> **Tarefa**:
Responda com base no texto sobre enchentes:
(a) Quantos bueiros a cidade tem?
(b) Quais obras estruturais tradicionais são citadas como aposta do governo?
(c) Que mudança de paradigma as medidas "não-estruturais" exigem?

> **Texto do documento**:
※
Wednesday, February 16, 2011

As Enchentes, os Resíduos Sólidos e as Medidas "Não-Estruturais"

Essa reportagem é do ano passado. Só que é atual, por isso estou colocando aqui no blog. A situação infelizmente não mudou de um ano pra cá.

Os 400.000 bueiros da cidade e as galerias pluviais não vencem escoar as águas pluviais devido à grande quantidade de lixo que é arrastada para o sistema durante as chuvas. É computador, sofá, televisão, bola de futebol. Tem de tudo. Confira no vídeo o caminho que o lixo faz e como isso influencia a ocorrência de enchentes.




Há a questão da conscientização do cidadão, mas certamente o problema não é só esse. Enquanto o governo continuar apostando em obras estruturais tradicionais (canalizações, piscinões, dragagem dos cursos d'água) para a resolução dos problemas, ao invés de investir em outro tipo de medidas preventivas/corretivas, continuaremos tendo enchentes na proporção que temos hoje. Mesmo que as pessoas parem de jogar lixo na rua.

O que seriam medidas preventivas/corretivas? Eu não gosto muito do termo "medidas não-estruturais" (acho que tínhamos que inventar um termo melhor, que não seja a negação de outro termo, mas algo que se sustente por si mesmo), mas assim são chamadas as medidas para prevenir/atenuar/corrigir os impactos e prejuízos causados por enchentes sem realizar grandes obras a custos altos. Tais medidas possuem custos menores, porém requerem uma mudança de paradigma: a adaptação às inundações urbanas ao invés de sua negação através da insistência em um modelo de transposição do excesso de águas pluviais para a jusante.
※
[Uma sequência de registros]
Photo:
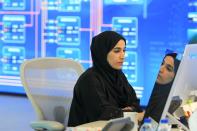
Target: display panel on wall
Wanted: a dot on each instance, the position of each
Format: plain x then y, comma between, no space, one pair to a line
64,28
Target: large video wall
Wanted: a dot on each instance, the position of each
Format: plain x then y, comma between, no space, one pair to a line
64,28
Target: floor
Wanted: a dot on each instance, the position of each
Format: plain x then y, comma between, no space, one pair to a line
16,113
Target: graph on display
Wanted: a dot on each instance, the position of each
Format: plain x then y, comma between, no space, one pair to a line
64,28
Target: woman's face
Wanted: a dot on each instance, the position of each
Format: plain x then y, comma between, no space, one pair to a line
166,72
116,56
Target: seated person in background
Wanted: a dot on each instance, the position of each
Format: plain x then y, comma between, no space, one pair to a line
102,92
162,86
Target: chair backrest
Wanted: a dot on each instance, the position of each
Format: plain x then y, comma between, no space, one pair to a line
49,84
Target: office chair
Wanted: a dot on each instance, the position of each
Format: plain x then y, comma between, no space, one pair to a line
49,83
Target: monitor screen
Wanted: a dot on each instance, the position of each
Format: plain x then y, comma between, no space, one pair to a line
184,86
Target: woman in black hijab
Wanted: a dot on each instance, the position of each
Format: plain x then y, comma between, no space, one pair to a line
162,86
102,92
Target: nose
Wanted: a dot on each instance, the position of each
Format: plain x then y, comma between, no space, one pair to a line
161,68
122,55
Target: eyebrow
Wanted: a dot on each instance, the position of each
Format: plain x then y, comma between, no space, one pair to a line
170,66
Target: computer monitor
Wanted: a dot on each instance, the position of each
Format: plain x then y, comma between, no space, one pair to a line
184,83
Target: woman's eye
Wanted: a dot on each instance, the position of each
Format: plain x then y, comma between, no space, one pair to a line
169,69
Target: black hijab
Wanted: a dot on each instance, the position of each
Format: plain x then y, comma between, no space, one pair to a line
101,45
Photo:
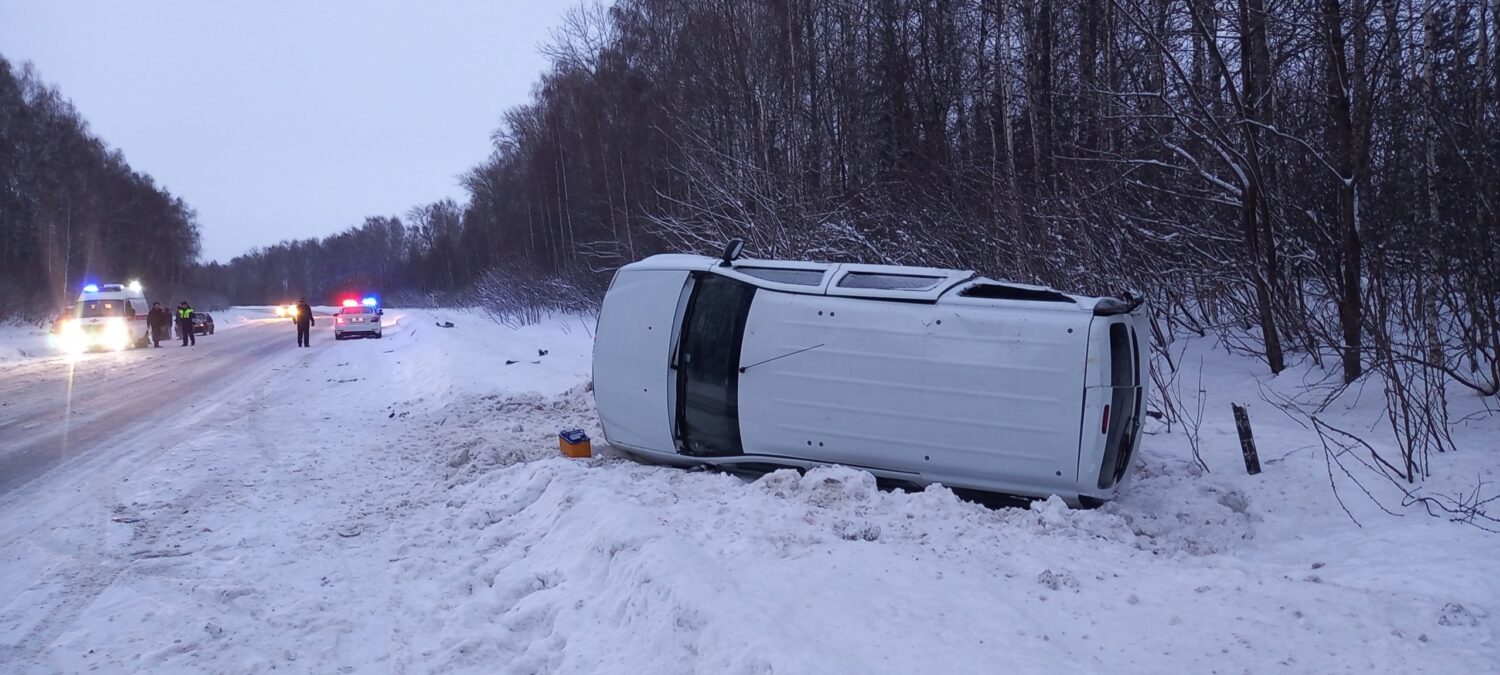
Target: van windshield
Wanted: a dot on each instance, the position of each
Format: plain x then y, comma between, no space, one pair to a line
102,308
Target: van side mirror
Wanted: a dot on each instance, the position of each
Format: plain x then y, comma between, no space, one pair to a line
732,251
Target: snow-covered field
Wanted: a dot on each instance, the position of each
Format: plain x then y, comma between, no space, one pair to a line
399,506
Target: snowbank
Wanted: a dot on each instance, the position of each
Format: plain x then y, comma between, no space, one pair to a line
399,506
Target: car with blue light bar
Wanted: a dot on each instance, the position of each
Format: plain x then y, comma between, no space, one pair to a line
107,317
357,318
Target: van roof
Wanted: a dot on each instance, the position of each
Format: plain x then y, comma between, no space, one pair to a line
878,282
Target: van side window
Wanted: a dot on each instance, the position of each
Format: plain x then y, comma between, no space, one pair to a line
1122,357
779,275
708,366
888,282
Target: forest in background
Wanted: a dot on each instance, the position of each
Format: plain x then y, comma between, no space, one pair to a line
1302,179
1320,170
74,210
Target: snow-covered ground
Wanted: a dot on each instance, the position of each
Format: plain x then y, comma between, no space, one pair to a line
399,506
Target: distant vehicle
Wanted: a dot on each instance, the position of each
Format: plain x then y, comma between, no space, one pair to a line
918,375
357,318
108,317
203,323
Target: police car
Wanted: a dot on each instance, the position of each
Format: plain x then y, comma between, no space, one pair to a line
357,318
107,317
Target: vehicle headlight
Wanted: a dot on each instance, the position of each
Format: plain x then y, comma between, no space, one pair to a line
71,338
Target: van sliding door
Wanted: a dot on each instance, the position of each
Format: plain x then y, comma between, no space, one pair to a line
708,366
1122,413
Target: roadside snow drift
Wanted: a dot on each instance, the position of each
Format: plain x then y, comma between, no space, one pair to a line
399,506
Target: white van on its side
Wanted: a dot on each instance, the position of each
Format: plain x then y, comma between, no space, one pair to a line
918,375
107,317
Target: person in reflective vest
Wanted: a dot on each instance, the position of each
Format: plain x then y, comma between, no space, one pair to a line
185,323
159,321
305,323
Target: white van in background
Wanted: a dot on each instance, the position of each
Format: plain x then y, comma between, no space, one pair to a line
107,317
917,375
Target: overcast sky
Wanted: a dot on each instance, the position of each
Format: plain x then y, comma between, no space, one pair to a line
288,119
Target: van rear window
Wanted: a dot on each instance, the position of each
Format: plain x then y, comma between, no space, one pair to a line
888,282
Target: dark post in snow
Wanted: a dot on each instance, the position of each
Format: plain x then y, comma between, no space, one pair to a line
1247,441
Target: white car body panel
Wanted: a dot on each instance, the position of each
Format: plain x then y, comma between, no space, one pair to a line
912,386
1002,390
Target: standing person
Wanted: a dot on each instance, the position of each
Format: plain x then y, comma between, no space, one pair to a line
305,323
185,323
158,321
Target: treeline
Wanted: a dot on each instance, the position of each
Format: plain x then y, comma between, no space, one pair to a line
1319,171
74,210
386,255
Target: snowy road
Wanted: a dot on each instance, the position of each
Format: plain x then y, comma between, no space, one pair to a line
119,407
398,506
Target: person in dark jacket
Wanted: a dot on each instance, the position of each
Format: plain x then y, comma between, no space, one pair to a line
185,323
158,320
305,323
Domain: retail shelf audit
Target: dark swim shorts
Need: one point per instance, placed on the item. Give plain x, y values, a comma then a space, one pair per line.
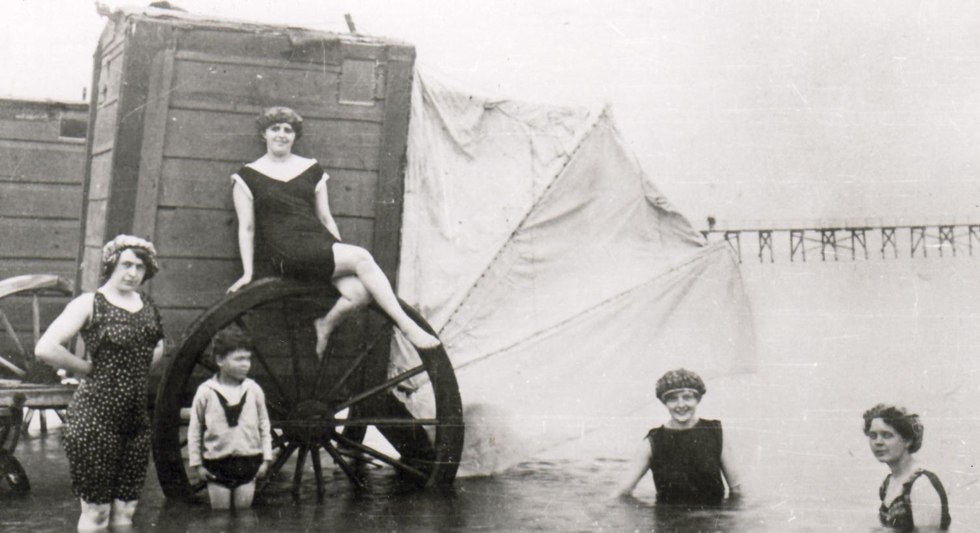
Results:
235, 470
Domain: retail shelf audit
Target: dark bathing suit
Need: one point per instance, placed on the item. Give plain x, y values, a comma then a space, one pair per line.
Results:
107, 435
898, 514
288, 233
235, 470
686, 464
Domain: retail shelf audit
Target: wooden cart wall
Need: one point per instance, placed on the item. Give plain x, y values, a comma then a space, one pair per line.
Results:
42, 165
174, 106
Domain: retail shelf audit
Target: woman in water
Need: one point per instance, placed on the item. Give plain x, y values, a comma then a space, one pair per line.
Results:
282, 198
687, 456
911, 496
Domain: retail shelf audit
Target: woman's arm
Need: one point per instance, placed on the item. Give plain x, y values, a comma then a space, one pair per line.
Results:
926, 505
638, 468
245, 210
157, 354
323, 211
729, 471
50, 348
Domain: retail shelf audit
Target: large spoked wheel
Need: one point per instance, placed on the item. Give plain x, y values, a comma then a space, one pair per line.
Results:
320, 405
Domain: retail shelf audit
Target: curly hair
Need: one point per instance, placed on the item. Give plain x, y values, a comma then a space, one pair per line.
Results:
279, 115
906, 424
142, 248
228, 340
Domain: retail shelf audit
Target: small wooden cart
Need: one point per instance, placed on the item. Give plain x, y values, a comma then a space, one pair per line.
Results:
20, 399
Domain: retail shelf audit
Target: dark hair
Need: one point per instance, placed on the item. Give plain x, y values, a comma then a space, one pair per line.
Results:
149, 261
906, 424
278, 115
228, 340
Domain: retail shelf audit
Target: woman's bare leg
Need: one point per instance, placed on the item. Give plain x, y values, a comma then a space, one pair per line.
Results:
353, 260
220, 496
94, 516
354, 295
122, 512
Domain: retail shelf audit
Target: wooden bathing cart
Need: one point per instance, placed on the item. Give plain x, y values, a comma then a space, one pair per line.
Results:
20, 399
173, 110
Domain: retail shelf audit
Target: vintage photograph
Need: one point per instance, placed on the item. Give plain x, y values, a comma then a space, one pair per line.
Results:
432, 265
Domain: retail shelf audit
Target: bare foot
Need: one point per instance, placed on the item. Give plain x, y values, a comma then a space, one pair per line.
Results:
421, 339
322, 336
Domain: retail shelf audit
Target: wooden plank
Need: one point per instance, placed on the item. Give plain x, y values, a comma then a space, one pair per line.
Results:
137, 62
100, 176
219, 136
90, 268
19, 309
193, 283
103, 128
269, 45
30, 130
154, 132
25, 238
94, 227
391, 186
43, 201
203, 233
248, 88
201, 183
47, 163
213, 234
10, 267
38, 396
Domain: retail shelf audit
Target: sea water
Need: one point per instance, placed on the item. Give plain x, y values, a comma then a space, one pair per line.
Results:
834, 339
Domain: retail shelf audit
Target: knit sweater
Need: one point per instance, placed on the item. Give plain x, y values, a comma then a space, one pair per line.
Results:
210, 437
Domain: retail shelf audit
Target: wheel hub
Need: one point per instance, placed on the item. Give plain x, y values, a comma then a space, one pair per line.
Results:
308, 422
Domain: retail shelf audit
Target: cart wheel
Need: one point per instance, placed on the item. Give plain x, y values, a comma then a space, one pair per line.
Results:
319, 405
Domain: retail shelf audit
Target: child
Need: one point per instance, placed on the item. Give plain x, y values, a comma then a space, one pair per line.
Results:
686, 455
229, 425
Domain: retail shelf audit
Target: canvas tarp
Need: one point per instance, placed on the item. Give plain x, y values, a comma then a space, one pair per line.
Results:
559, 278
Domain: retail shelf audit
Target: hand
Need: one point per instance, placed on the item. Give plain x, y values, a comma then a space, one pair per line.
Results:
242, 281
205, 474
263, 469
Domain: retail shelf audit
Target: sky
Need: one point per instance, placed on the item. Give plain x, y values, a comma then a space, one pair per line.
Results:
751, 111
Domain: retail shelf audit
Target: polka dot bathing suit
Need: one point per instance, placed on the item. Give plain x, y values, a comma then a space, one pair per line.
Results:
107, 435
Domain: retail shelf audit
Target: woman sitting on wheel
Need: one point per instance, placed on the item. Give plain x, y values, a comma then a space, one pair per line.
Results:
282, 198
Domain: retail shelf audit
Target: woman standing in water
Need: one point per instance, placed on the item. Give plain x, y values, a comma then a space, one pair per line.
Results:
107, 431
894, 435
687, 456
282, 198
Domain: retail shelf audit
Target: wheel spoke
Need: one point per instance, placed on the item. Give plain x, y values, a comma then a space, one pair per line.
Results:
317, 470
382, 387
376, 338
272, 376
279, 462
382, 421
381, 457
342, 463
298, 472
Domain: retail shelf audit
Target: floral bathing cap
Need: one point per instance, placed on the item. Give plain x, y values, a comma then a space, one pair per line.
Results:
680, 379
112, 249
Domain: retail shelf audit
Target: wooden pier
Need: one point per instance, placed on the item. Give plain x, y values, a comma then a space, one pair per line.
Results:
848, 240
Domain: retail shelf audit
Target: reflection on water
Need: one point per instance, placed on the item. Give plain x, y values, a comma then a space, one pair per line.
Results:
539, 496
834, 340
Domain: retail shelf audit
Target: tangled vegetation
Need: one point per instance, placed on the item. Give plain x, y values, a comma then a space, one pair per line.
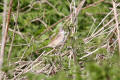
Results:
91, 46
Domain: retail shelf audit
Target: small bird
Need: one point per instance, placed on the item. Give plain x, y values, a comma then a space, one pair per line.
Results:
58, 40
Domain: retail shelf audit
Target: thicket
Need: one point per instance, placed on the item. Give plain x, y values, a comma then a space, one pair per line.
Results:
90, 50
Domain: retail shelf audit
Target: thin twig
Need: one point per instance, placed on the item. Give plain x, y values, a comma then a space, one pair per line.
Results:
117, 24
5, 31
16, 20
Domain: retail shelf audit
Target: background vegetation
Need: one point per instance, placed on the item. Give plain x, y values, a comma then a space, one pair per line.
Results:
89, 53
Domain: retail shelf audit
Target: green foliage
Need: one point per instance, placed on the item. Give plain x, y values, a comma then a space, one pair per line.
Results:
50, 13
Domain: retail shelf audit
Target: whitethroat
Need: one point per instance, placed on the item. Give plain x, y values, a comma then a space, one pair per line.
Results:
58, 40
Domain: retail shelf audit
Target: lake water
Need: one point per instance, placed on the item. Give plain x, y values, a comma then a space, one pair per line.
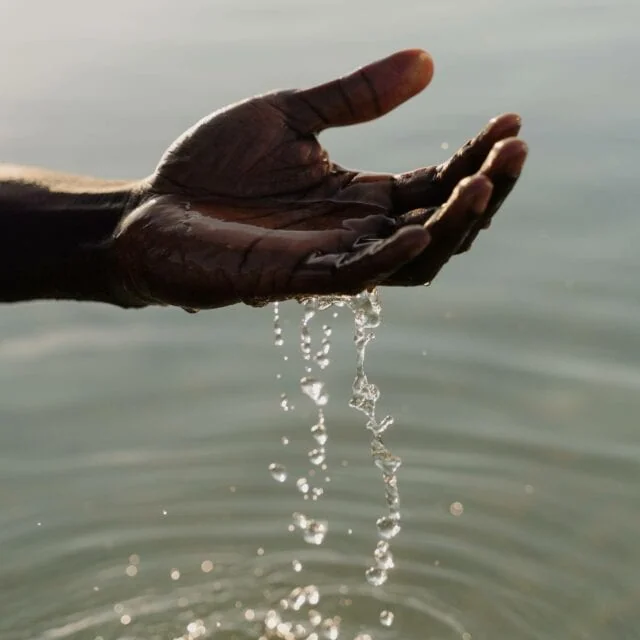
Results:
135, 496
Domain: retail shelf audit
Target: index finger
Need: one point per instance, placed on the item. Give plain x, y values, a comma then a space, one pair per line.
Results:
※
> **Resultado final**:
(a) 400.000 bueiros.
(b) Canalizações, piscinões e dragagem dos cursos d'água.
(c) A adaptação às inundações urbanas, em vez de negá-las por meio da insistência em um modelo de transposição do excesso de águas pluviais para a jusante.